Identify each line in the records below that contains the word "black", and copy every such line in full.

-------- INPUT RECORDS --------

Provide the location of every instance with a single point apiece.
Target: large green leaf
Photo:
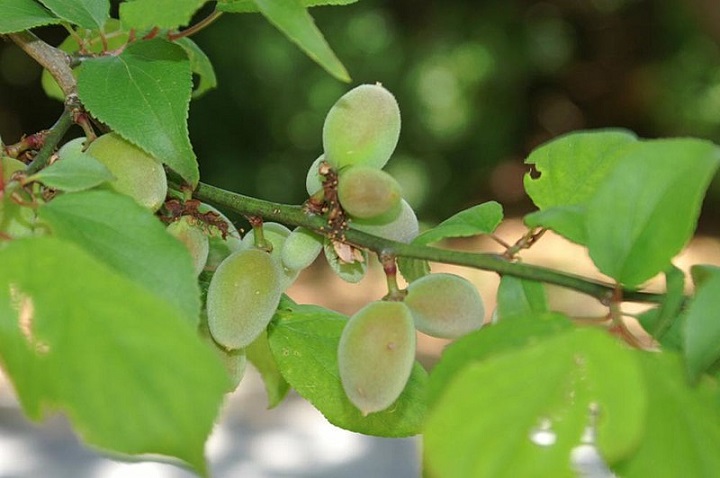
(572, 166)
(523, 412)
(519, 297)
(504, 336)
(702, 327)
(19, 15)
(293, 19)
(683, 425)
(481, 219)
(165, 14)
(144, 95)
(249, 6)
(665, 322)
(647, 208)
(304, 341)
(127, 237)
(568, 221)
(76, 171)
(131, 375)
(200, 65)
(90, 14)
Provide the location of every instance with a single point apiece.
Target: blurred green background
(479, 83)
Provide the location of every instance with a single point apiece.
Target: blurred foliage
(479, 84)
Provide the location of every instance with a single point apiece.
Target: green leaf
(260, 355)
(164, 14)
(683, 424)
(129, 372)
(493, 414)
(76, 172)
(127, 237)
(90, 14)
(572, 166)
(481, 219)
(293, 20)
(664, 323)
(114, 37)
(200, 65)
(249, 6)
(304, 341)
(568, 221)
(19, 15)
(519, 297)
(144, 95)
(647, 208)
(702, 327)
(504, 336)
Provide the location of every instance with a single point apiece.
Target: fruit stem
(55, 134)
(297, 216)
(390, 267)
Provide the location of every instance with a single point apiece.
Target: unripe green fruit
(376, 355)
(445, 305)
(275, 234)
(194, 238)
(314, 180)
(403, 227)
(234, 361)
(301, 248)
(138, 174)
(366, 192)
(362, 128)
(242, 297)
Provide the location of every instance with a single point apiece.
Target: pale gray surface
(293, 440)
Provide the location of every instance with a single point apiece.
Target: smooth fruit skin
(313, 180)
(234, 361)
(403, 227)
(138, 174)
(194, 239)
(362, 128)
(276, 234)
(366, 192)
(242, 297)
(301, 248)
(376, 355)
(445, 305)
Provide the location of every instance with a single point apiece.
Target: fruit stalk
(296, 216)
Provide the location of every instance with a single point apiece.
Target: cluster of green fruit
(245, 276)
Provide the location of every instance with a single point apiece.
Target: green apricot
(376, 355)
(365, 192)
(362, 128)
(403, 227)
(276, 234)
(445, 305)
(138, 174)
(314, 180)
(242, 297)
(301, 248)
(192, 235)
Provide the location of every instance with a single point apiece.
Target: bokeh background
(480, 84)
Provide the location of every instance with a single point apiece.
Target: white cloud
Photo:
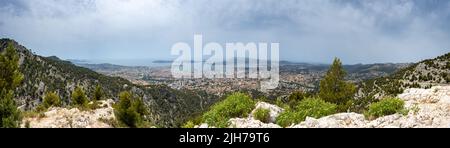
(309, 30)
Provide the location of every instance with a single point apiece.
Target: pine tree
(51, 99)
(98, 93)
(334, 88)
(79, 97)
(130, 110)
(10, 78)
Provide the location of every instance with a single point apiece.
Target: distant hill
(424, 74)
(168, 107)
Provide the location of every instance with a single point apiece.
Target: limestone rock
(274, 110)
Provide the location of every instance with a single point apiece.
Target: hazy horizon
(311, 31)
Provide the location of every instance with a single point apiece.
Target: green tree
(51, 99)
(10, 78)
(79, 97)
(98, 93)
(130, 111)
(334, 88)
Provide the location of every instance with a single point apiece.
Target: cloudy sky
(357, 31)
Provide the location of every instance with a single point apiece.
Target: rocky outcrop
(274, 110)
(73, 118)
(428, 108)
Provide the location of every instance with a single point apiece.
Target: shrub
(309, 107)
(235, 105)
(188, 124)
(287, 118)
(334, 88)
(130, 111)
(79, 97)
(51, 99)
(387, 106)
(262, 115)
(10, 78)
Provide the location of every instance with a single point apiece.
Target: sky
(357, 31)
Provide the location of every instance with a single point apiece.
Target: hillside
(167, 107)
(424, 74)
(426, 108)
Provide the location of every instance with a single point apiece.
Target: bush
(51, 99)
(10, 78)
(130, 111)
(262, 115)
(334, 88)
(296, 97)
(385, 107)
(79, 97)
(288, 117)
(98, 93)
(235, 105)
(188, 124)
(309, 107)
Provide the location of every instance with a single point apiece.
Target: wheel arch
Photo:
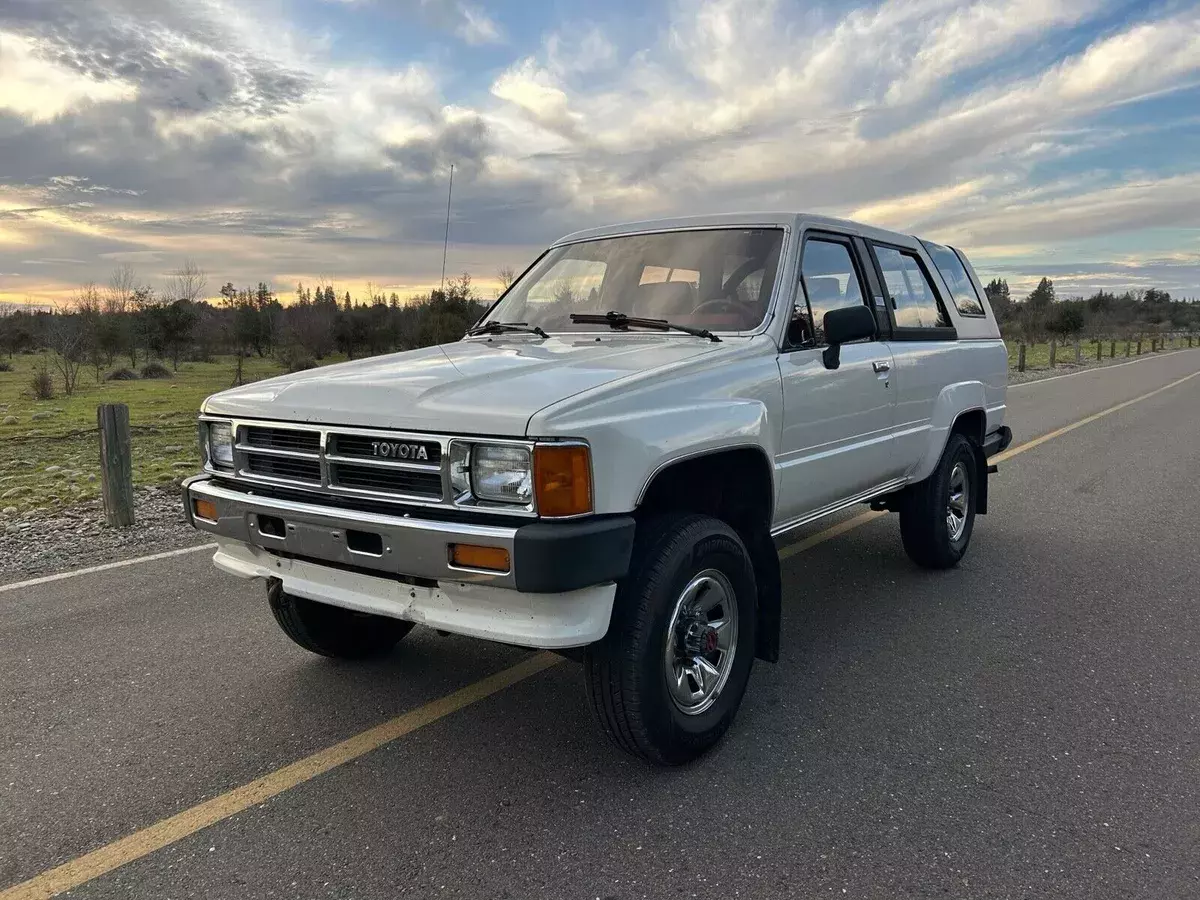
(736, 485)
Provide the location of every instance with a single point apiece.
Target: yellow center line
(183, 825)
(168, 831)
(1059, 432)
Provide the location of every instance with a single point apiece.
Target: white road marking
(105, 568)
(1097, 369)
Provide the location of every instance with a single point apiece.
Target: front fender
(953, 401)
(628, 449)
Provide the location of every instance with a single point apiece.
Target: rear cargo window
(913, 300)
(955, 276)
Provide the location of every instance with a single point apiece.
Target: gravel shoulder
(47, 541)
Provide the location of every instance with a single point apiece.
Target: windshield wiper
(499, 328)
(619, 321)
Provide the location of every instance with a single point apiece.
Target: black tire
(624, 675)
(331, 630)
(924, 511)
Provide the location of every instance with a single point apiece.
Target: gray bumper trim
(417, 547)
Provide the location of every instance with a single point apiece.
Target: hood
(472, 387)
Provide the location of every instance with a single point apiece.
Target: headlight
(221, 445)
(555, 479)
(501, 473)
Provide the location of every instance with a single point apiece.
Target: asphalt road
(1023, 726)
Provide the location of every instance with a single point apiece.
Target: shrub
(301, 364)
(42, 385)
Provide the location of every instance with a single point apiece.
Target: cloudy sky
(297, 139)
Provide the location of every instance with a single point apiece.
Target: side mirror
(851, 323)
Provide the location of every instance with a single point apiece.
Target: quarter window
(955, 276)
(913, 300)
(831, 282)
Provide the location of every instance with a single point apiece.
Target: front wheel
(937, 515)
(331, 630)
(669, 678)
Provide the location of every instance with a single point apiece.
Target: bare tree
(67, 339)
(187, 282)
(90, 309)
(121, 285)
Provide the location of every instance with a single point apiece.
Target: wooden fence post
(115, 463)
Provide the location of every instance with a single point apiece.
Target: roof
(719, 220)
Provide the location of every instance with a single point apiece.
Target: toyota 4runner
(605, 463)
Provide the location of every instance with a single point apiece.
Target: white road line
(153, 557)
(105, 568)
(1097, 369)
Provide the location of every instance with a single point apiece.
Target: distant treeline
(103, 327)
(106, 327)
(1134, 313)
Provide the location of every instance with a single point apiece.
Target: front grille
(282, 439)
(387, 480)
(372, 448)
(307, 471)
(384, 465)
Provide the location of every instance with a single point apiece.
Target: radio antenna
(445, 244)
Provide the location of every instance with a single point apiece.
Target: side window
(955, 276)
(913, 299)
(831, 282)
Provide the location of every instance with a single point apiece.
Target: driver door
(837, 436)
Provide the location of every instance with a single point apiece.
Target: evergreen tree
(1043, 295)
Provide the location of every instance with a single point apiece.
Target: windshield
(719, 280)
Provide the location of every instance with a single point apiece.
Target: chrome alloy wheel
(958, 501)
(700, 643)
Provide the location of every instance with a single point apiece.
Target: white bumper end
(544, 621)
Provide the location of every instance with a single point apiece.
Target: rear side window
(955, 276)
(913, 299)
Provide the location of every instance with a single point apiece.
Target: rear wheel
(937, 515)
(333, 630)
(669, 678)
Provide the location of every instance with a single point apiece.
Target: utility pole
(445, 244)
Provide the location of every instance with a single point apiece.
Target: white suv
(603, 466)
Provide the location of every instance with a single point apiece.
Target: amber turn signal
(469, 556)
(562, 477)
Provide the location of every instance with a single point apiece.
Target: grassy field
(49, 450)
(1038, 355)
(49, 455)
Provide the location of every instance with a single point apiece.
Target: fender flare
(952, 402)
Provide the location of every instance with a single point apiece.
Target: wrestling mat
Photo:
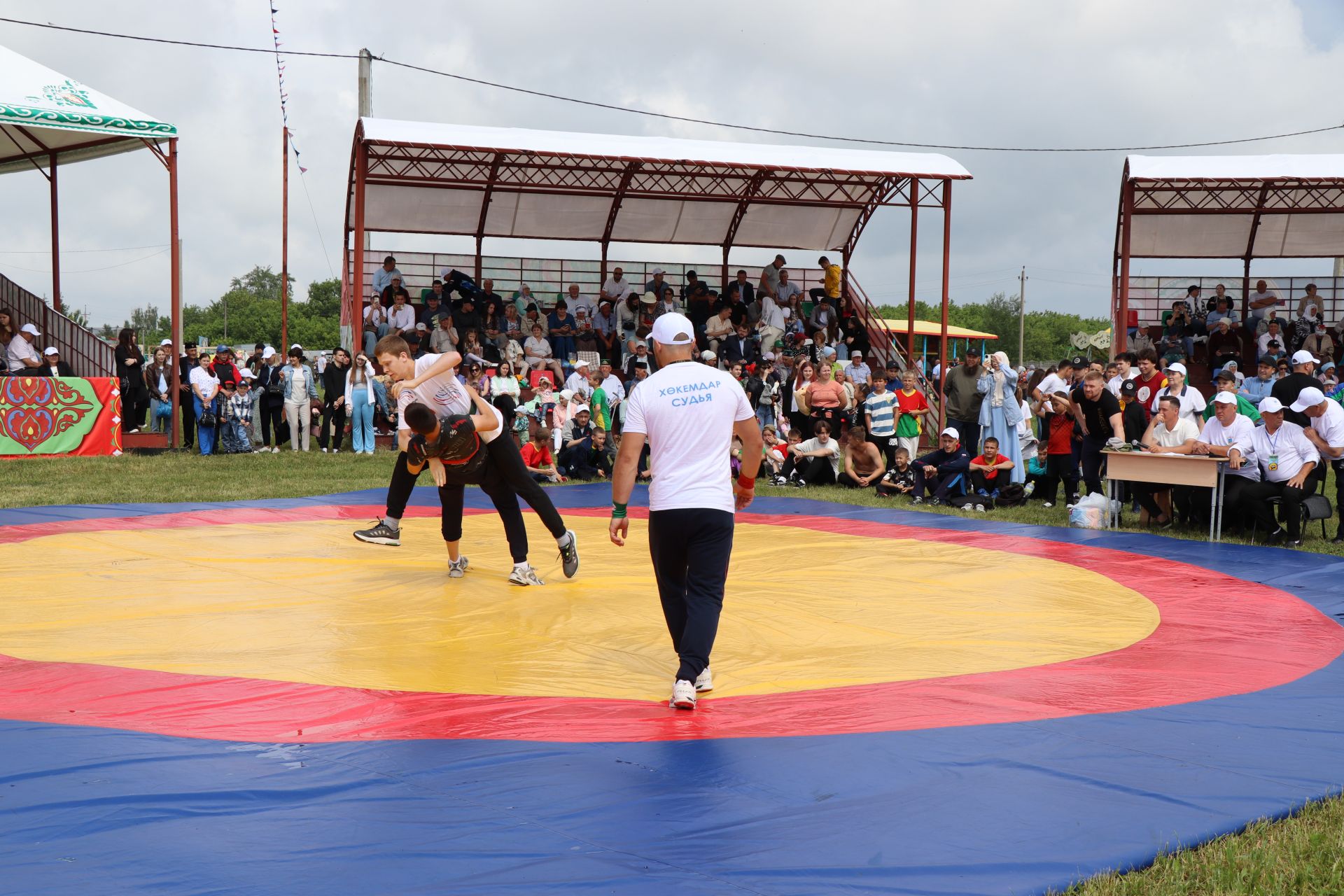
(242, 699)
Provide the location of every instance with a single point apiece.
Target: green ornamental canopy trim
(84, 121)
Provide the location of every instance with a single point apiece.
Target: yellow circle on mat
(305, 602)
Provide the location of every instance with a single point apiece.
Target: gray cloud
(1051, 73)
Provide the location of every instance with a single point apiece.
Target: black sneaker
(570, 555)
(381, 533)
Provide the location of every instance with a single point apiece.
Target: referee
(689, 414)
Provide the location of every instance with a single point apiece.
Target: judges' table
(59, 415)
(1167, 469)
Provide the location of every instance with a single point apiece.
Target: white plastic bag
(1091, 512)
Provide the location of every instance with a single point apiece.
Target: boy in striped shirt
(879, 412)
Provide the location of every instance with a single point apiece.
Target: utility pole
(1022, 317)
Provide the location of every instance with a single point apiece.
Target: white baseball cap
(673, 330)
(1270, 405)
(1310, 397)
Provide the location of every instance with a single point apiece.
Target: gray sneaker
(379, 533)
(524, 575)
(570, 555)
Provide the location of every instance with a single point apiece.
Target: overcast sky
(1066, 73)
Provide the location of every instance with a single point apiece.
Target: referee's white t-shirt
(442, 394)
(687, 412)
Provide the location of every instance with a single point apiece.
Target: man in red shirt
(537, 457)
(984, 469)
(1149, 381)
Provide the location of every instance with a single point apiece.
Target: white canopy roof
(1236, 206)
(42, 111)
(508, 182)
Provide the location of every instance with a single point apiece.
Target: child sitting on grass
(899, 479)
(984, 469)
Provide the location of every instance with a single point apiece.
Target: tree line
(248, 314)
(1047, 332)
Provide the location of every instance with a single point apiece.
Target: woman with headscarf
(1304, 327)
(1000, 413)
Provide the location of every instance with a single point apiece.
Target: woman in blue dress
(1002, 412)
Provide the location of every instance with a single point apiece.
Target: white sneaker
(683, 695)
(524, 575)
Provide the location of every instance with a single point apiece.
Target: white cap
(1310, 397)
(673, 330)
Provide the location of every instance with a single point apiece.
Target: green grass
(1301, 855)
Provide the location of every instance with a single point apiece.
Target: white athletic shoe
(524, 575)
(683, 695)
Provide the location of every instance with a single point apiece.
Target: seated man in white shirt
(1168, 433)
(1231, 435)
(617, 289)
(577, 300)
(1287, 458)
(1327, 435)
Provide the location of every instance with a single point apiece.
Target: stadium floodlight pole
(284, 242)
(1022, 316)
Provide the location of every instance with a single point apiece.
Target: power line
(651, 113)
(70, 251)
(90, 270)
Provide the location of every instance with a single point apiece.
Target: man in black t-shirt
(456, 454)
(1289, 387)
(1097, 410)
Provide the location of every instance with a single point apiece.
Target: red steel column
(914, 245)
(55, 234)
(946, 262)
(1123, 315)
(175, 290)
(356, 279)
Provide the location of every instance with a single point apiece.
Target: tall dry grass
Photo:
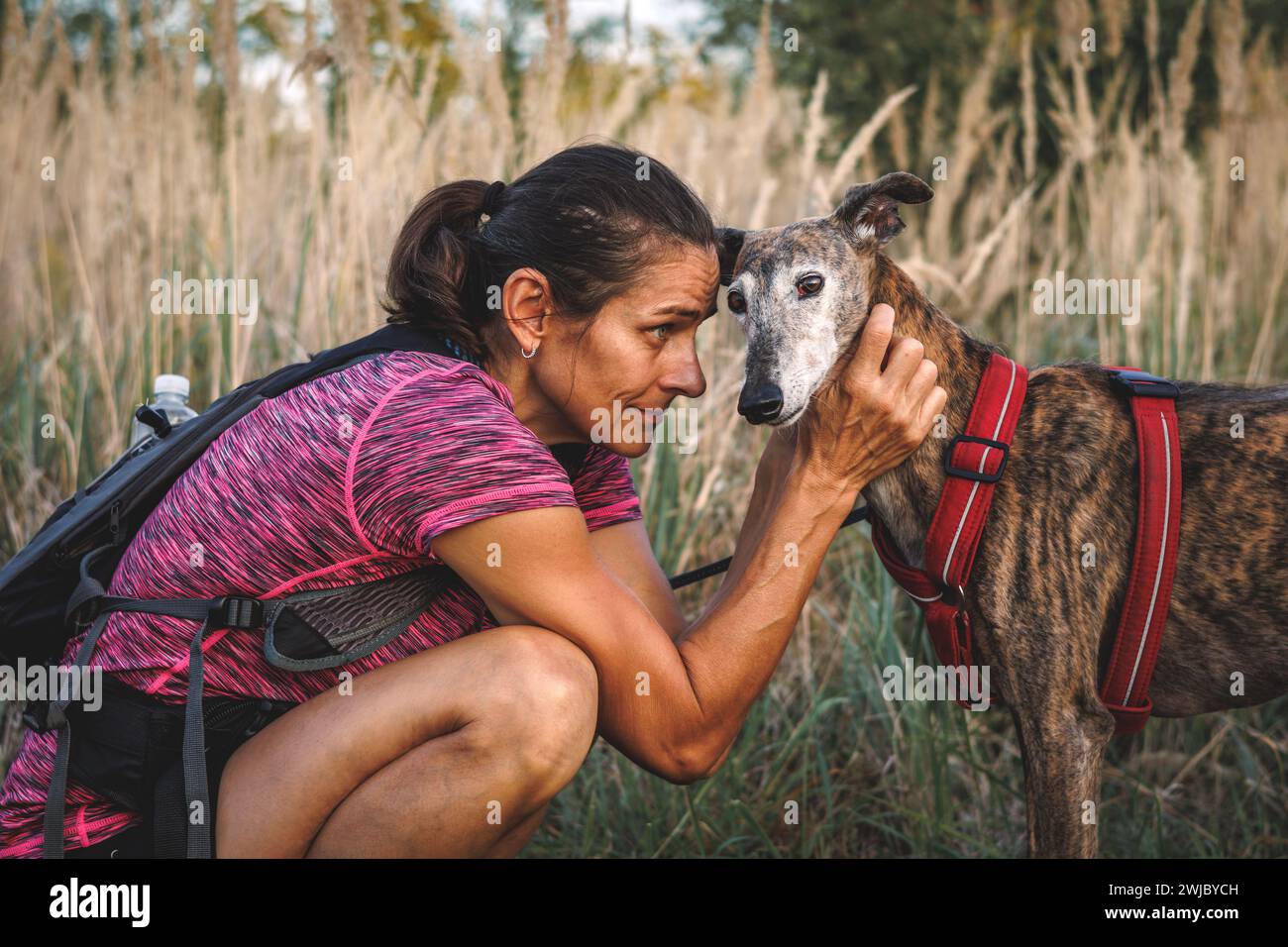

--------

=== WRITTEN RESPONSE ===
Target: black tire
Target: black sneaker
Target: man in black t-shirt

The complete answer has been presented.